Brano da leggere:
Brevi Momenti Di Presenza

La frase generica che accomuna i recenti sviluppi dell’universo musicale, è che “non c’è mai niente di nuovo”. Tutto è già stato detto, tutto è già stato musicato, tutto è già stato abbondantemente ricalcato e ricopiato. Il germe inventivo e irrazionale che ha portato la musica a diventare quell’enorme globo che conosciamo oggi, non esiste più. O, meglio: non ha più ragione di esistere.

Perciò, in questo 2007, siamo stati portati a giudicare i dischi nel modo più canonico possibile: affidandoci al de gustibus, riconoscendo nelle loro trame dei riferimenti ben noti ed apprezzati, discutendone la validità o, al contrario, la mediocrità, tenendo ben presente il metro di giudizio che, inevitabilmente, spingeva a paragoni inevitabili con “qualcosa che c’è già stato prima”.

Bene, quel metro non vi servirà più.

Gli Anatrofobia sono un complesso avant-jazz torinese, attivo sin dal 1990, il cui unico obiettivo è prendere la forma canzone e annientarla, secondo un gusto personalissimo che non trova alcun riscontro né nel passato prossimo né in quello remoto. Provate ad ascoltare, ad esempio, “Tesa Musica Marginale” del 2004, e chiedetevi che cosa abbia potuto ispirare quelle trame. Se state ancora pensando, rinunciate da subito: la risposta è niente. Se vi è venuto in mente un dejà vu di un nonsochè brumoso, lontano eppure familiare, è probabile che siano le dilatazioni psichedeliche dell’immortale “Moonchild” di marca crimsoniana, ma a parte queste piccolezze, il vuoto assoluto.

Gli Anatrafobia fanno qualcosa di nuovo, l’hanno sempre fatto, e continuano a farlo.

È bellissimo vedere come nessun opera del gruppo (perché di opere, e non di album si tratta) assomigli anche solo minimamente alla precedente o alla successiva. Non troverete mai i convulsi aforismi jazzcore dell’esordio “Frammenti Di Durata” negli acidi scontri ionici di “Lecosenonparlano” (2002), oppure nella controllata autostrada rock di “Ruote Che Girano A Vuoto” (1999). Ogni lavoro è a sé stante, un capitolo completamente unico che, se applicato agli altri, non farebbe testo. Lo stesso accade quest’anno, con “Brevi Momenti Di Presenza”, un unico grande flusso sonoro di quaranta minuti, suddiviso solo per comodità in quattordici lampi di genio. Il rapporto fra artista e composizione cambia: non sono gli Anatrofobia a dettare legge ai propri pezzi, e non si assiste nemmeno ad un soverchiamento dei ruoli. Le due cose convivono in simbiosi: l’una non potrebbe esistere senza l’altra. L’una si alimenta dell’altra. L’una ispira l’altra, e viceversa.

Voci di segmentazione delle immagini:
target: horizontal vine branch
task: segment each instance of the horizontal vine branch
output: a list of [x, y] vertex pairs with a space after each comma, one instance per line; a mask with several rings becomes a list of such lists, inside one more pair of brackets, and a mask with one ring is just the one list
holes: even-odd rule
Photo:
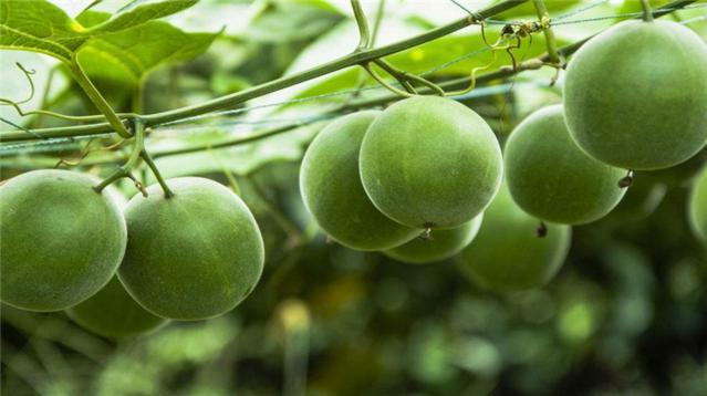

Esercizi da svolgere:
1 - Per favore, indica se le affermazioni seguenti concordano con la recensione, rispondendo sì o no e citando testualmente le parole decisive: (a) gli Anatrofobia sono attivi dal 1990; (b) "Brevi Momenti Di Presenza" dura circa un'ora; (c) "Ruote Che Girano A Vuoto" è uscito nel 2002.
2 - Elenca tutti i titoli di lavori degli Anatrofobia citati nella recensione.

Soluzioni degli esercizi:
1 -
(a) Sì: "attivo sin dal 1990".
(b) No: "un unico grande flusso sonoro di quaranta minuti".
(c) No: "“Ruote Che Girano A Vuoto” (1999)".

2 -
- Tesa Musica Marginale
- Frammenti Di Durata
- Lecosenonparlano
- Ruote Che Girano A Vuoto
- Brevi Momenti Di Presenza